• Set task:
Repeat every line of the items below word for word, without changing anything.
(begin)
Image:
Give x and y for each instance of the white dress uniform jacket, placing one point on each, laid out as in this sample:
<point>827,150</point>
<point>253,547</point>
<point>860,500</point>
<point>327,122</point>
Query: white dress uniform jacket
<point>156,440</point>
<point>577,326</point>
(end)
• Full answer:
Image:
Give x and y for each instance of the white dress uniform jacket, placing one point on each, laid out as in this sample:
<point>827,150</point>
<point>253,547</point>
<point>860,500</point>
<point>327,122</point>
Query: white dress uniform jacket
<point>156,440</point>
<point>577,326</point>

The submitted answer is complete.